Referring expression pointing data
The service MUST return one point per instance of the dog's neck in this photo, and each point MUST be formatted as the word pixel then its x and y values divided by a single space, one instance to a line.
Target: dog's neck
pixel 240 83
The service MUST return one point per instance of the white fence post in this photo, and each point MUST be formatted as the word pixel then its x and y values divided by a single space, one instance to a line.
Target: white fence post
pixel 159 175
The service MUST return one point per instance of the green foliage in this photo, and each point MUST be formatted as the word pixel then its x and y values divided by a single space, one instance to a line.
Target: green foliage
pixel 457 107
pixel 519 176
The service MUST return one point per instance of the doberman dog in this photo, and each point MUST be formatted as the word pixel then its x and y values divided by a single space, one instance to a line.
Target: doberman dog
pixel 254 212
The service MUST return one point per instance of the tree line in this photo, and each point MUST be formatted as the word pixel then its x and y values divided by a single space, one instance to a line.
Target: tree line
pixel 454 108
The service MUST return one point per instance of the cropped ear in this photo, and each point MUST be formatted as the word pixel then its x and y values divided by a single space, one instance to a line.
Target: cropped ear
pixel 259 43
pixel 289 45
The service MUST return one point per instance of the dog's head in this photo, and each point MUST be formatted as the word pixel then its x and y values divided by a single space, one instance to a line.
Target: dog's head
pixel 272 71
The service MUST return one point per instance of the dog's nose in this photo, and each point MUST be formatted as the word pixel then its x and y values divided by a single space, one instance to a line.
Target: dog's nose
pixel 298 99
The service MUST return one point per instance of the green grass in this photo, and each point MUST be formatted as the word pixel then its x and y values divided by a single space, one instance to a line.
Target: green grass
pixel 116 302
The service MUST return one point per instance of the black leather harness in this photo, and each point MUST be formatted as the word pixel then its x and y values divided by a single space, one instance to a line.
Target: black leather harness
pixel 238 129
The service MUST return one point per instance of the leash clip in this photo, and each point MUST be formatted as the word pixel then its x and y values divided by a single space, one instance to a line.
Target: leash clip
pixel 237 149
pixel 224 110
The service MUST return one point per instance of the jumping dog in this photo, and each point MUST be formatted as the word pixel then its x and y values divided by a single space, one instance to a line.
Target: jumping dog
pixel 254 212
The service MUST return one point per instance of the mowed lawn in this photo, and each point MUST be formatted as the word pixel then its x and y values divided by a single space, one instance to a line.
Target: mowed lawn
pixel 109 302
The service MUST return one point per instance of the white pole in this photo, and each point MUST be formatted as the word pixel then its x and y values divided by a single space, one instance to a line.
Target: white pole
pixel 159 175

**What is expected:** Lines from the one containing "Target: jumping dog" to the end of the data are to be printed exactly, including the first and last.

**Final answer:**
Target: jumping dog
pixel 254 212
The service MUST return one point per instance of the mowed lawn in this photo, and each point MUST be formatted as the word pixel then its x and y values divided by a single space, one instance to a line.
Target: mowed lawn
pixel 109 302
The service MUST return one point per instance of the white pole in this photo, and each point MUST be formatted as the word pixel then its x and y values divided by a single space, one instance to a line.
Target: white pole
pixel 159 175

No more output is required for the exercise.